**Work instructions**:
Copy out every line of the listing below, character for character, without changing anything.

**Lines of data**:
--- BEGIN ---
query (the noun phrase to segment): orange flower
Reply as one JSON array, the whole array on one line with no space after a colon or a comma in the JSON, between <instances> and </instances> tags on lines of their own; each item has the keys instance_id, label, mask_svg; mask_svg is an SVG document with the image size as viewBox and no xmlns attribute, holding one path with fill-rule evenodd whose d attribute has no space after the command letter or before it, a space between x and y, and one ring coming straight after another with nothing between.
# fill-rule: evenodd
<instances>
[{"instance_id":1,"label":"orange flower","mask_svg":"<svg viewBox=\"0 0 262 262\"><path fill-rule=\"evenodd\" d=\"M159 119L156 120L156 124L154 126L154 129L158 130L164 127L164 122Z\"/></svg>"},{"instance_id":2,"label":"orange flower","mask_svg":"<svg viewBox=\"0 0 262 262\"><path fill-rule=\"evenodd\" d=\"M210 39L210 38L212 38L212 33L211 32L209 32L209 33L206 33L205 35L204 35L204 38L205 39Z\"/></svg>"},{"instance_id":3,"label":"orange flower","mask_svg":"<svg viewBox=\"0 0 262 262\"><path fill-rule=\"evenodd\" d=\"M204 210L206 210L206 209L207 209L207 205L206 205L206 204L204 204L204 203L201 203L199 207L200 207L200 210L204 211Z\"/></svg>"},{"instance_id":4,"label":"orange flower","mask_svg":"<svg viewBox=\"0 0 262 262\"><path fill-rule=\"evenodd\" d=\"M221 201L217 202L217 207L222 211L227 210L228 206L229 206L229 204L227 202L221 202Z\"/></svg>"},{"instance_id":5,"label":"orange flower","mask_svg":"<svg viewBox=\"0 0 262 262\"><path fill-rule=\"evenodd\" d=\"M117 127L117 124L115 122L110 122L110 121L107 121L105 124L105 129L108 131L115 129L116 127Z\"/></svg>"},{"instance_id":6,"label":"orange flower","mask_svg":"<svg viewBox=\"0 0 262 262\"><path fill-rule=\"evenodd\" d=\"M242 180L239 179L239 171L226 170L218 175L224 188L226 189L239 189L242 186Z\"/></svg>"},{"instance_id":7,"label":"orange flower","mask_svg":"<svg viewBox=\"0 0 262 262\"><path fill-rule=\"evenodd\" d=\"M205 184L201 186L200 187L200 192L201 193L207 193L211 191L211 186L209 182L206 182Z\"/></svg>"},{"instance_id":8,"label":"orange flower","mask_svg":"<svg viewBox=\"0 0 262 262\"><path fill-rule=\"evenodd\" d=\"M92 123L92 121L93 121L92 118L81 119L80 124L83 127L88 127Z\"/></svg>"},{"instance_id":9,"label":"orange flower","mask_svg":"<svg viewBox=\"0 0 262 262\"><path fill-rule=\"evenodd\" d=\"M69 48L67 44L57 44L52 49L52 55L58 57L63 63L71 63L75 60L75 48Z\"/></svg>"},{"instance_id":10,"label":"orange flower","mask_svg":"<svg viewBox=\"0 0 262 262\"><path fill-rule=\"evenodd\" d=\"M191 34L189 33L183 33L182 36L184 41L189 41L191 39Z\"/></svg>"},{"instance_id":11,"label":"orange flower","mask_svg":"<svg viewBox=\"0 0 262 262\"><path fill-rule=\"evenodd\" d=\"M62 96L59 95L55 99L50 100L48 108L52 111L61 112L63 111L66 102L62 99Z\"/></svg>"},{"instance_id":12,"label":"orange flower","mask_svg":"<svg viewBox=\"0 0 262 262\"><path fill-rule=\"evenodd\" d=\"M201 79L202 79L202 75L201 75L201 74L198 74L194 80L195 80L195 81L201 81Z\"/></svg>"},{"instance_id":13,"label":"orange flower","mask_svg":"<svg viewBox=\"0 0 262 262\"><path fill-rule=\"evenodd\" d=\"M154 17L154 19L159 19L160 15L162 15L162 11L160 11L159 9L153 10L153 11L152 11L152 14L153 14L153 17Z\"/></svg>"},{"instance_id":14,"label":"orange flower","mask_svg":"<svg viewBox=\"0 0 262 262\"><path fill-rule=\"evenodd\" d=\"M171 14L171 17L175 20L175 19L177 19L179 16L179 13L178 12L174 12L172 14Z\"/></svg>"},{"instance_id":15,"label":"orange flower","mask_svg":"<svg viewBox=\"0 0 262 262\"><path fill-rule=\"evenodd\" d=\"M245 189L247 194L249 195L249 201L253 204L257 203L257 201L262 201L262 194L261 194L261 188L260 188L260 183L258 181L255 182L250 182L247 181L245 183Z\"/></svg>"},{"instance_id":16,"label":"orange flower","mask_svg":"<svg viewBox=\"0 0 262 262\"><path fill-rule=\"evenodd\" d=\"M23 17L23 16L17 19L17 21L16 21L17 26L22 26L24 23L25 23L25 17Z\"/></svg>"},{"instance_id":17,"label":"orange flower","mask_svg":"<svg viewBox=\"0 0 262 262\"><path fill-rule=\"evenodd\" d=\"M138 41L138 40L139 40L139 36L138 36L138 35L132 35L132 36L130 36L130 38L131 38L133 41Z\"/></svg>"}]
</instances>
--- END ---
**Response to the task**:
query (the noun phrase to segment): orange flower
Reply as one JSON array, the whole array on one line with no space after a colon or a comma in the JSON, between <instances> and </instances> tags on lines of their own; each item has the keys instance_id, label, mask_svg; mask_svg is an SVG document with the image size as viewBox and no xmlns attribute, holding one path with fill-rule evenodd whose d attribute has no space after the command letter or before it, a space between x and y, and one ring coming straight after another with nothing between.
# fill-rule: evenodd
<instances>
[{"instance_id":1,"label":"orange flower","mask_svg":"<svg viewBox=\"0 0 262 262\"><path fill-rule=\"evenodd\" d=\"M159 119L156 120L156 124L154 126L154 129L158 130L164 127L164 122Z\"/></svg>"},{"instance_id":2,"label":"orange flower","mask_svg":"<svg viewBox=\"0 0 262 262\"><path fill-rule=\"evenodd\" d=\"M210 39L210 38L212 38L212 33L211 32L209 32L209 33L206 33L205 35L204 35L204 38L205 39Z\"/></svg>"},{"instance_id":3,"label":"orange flower","mask_svg":"<svg viewBox=\"0 0 262 262\"><path fill-rule=\"evenodd\" d=\"M204 210L206 210L206 209L207 209L207 205L206 205L206 204L204 204L204 203L201 203L199 207L200 207L200 210L204 211Z\"/></svg>"},{"instance_id":4,"label":"orange flower","mask_svg":"<svg viewBox=\"0 0 262 262\"><path fill-rule=\"evenodd\" d=\"M221 201L217 202L217 207L222 211L227 210L228 206L229 206L229 204L227 202L221 202Z\"/></svg>"},{"instance_id":5,"label":"orange flower","mask_svg":"<svg viewBox=\"0 0 262 262\"><path fill-rule=\"evenodd\" d=\"M117 127L117 124L115 122L110 122L110 121L107 121L105 124L105 129L108 131L115 129L116 127Z\"/></svg>"},{"instance_id":6,"label":"orange flower","mask_svg":"<svg viewBox=\"0 0 262 262\"><path fill-rule=\"evenodd\" d=\"M242 180L239 179L239 171L226 170L218 175L224 188L226 189L239 189L242 186Z\"/></svg>"},{"instance_id":7,"label":"orange flower","mask_svg":"<svg viewBox=\"0 0 262 262\"><path fill-rule=\"evenodd\" d=\"M205 184L201 186L200 187L200 192L201 193L207 193L211 191L211 186L209 182L206 182Z\"/></svg>"},{"instance_id":8,"label":"orange flower","mask_svg":"<svg viewBox=\"0 0 262 262\"><path fill-rule=\"evenodd\" d=\"M92 123L92 121L93 121L92 118L81 119L80 124L83 127L88 127Z\"/></svg>"},{"instance_id":9,"label":"orange flower","mask_svg":"<svg viewBox=\"0 0 262 262\"><path fill-rule=\"evenodd\" d=\"M69 48L67 44L57 44L52 49L52 55L58 57L63 63L71 63L75 60L75 48Z\"/></svg>"},{"instance_id":10,"label":"orange flower","mask_svg":"<svg viewBox=\"0 0 262 262\"><path fill-rule=\"evenodd\" d=\"M191 34L189 33L183 33L182 36L184 41L189 41L191 39Z\"/></svg>"},{"instance_id":11,"label":"orange flower","mask_svg":"<svg viewBox=\"0 0 262 262\"><path fill-rule=\"evenodd\" d=\"M62 96L59 95L55 99L50 100L48 108L52 111L61 112L63 111L66 102L62 99Z\"/></svg>"},{"instance_id":12,"label":"orange flower","mask_svg":"<svg viewBox=\"0 0 262 262\"><path fill-rule=\"evenodd\" d=\"M201 79L202 79L202 75L201 75L201 74L198 74L194 80L195 80L195 81L201 81Z\"/></svg>"},{"instance_id":13,"label":"orange flower","mask_svg":"<svg viewBox=\"0 0 262 262\"><path fill-rule=\"evenodd\" d=\"M154 17L154 19L159 19L160 15L162 15L162 11L160 11L159 9L153 10L153 11L152 11L152 14L153 14L153 17Z\"/></svg>"},{"instance_id":14,"label":"orange flower","mask_svg":"<svg viewBox=\"0 0 262 262\"><path fill-rule=\"evenodd\" d=\"M171 14L171 17L175 20L175 19L177 19L179 16L179 13L178 12L174 12L172 14Z\"/></svg>"},{"instance_id":15,"label":"orange flower","mask_svg":"<svg viewBox=\"0 0 262 262\"><path fill-rule=\"evenodd\" d=\"M245 189L247 194L249 195L249 201L253 204L257 203L257 201L262 201L262 194L261 194L261 188L260 188L260 183L258 181L255 182L250 182L247 181L245 183Z\"/></svg>"},{"instance_id":16,"label":"orange flower","mask_svg":"<svg viewBox=\"0 0 262 262\"><path fill-rule=\"evenodd\" d=\"M23 17L23 16L17 19L17 21L16 21L17 26L22 26L24 23L25 23L25 17Z\"/></svg>"},{"instance_id":17,"label":"orange flower","mask_svg":"<svg viewBox=\"0 0 262 262\"><path fill-rule=\"evenodd\" d=\"M138 41L138 40L139 40L139 36L138 36L138 35L132 35L132 36L130 36L130 38L131 38L133 41Z\"/></svg>"}]
</instances>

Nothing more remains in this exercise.